About this exercise → Which lines should be repeated? Exactly the one containing "for every instance, the" and every line after it through the end of the entries below.

(Point-per-instance localization data)
—————

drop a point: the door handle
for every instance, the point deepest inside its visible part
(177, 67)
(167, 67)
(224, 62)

—————

Response for this exercise →
for every instance, the point deepest inside its visible part
(177, 67)
(167, 67)
(224, 62)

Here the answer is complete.